Please convert the listing below into a JSON list of strings, one string per line and no blank lines, starting at the line that contains "Could you point to the tree canopy" and ending at the close of the listing. Omit the pictures from your answer.

→ ENTRIES SUPPLIED
:::

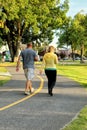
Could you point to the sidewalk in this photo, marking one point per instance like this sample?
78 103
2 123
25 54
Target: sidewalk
40 112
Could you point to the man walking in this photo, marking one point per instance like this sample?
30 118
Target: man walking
28 57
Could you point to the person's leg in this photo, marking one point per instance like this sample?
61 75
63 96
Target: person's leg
51 76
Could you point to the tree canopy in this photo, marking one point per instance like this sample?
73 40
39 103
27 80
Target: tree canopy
30 20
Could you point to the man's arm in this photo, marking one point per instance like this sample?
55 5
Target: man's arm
18 64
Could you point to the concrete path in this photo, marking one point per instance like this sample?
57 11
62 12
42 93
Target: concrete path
39 112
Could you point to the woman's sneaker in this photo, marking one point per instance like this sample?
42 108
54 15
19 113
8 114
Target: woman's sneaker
27 93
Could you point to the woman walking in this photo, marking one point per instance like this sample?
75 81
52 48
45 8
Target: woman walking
50 60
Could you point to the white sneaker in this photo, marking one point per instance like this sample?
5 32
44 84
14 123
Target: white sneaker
32 90
27 93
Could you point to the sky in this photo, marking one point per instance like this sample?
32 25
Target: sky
76 6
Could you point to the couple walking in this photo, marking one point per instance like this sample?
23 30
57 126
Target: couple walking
50 60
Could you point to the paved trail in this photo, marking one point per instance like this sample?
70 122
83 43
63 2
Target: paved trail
39 112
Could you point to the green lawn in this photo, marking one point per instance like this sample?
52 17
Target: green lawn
75 72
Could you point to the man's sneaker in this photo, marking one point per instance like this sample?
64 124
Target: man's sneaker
32 90
27 93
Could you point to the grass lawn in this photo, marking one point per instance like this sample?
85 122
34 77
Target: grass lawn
79 74
4 79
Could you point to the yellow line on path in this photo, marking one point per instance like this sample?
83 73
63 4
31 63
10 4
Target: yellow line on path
27 97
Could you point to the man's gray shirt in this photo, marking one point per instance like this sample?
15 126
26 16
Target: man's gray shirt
28 56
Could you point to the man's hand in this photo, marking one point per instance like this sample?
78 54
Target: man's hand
17 68
40 72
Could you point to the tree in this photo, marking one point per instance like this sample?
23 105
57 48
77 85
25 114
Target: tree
34 19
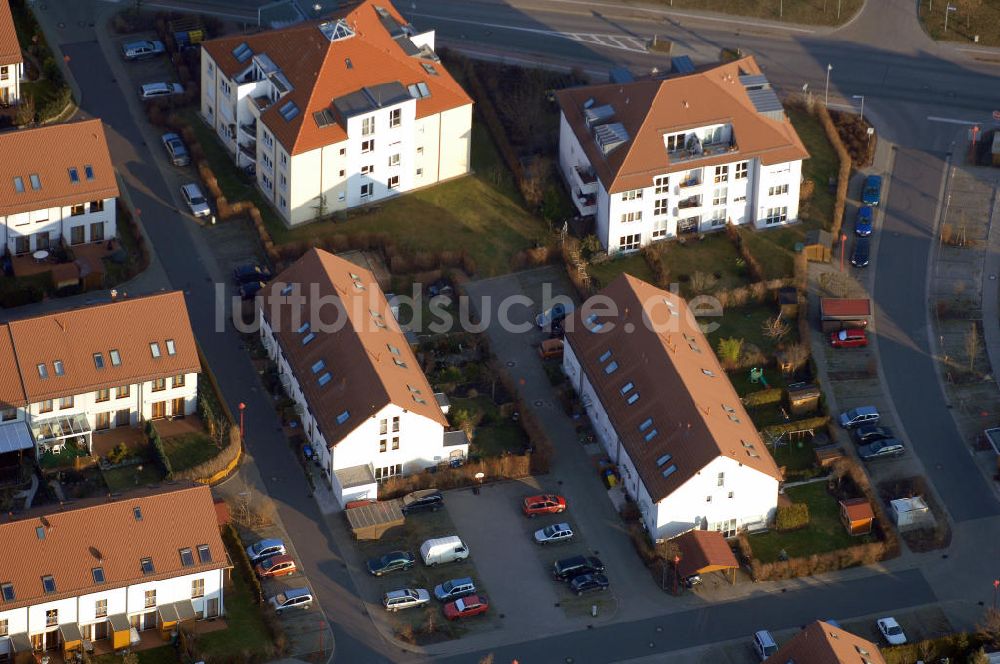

:::

→ TASK RESULT
[
  "Could you point to the tree canopy in this photo, marking one point per instance like this sample?",
  "73 40",
  "39 103",
  "27 80",
  "Target: tree canopy",
  "30 20",
  "Could you point to the man's arm in this photo, marking one point per instance like this sample?",
  "55 5",
  "Target: man's arm",
  "18 64",
  "Could you point to the concrete path in this photo, marking one point per instance like this sample?",
  "57 11",
  "62 12",
  "42 93",
  "Target: concrete path",
  "39 112",
  "Could you point to the woman's sneaker in this photo, marking one point per instance like this sample?",
  "42 108",
  "54 15",
  "19 113",
  "8 114",
  "Target: woman's sneaker",
  "27 93",
  "Could you point to the woman walking in this photo, marking one point per instance like this sample?",
  "75 81",
  "52 48",
  "45 8",
  "Target: woman walking",
  "50 60",
  "Could you point to the white sneaker in this photo, marking one point per instance like this sample?",
  "5 32",
  "44 84",
  "14 123",
  "Target: white sneaker",
  "32 90",
  "27 93",
  "Could you point to the sky in this photo, marking one point per instance like this sample?",
  "32 25",
  "Target: sky",
  "76 6",
  "Could you point to the couple walking in this photo, marking one point per instance like this sample?",
  "23 30",
  "57 126",
  "Target: couple walking",
  "50 60",
  "Could you point to the paved trail in this photo, marking one point per instance like this sample?",
  "70 122",
  "83 43",
  "63 2",
  "Target: paved trail",
  "39 112",
  "Could you point to the green lawn in this photo, marking one point per instance like this sample?",
  "52 17",
  "Target: green lawn",
  "75 72",
  "Could you point to the man's sneaker in this photo, marking one point per instance like this sample?",
  "64 124",
  "Target: man's sneaker",
  "32 90",
  "27 93",
  "Could you point to the grass lawn in this photo, marking one point per instance like this sample?",
  "85 122",
  "34 77",
  "Target: grass lawn",
  "79 74",
  "4 79",
  "Could you point to the yellow line on path in this photo, marking one point per instance like this sample?",
  "83 73",
  "63 4",
  "31 63",
  "10 4",
  "Target: yellow line on path",
  "27 97",
  "Could you point to the man's gray shirt in this photo, marking one point per instance like this sample?",
  "15 126",
  "26 16",
  "Target: man's gray shirt",
  "28 56",
  "Could you point to the man's hand in this photo, marking one point per instance like this sample?",
  "78 54",
  "Target: man's hand",
  "17 68",
  "40 72",
  "Could you point to the tree in this photo, marking one point per instance like this sample?",
  "23 105",
  "57 48",
  "77 85",
  "25 114",
  "Target: tree",
  "34 19"
]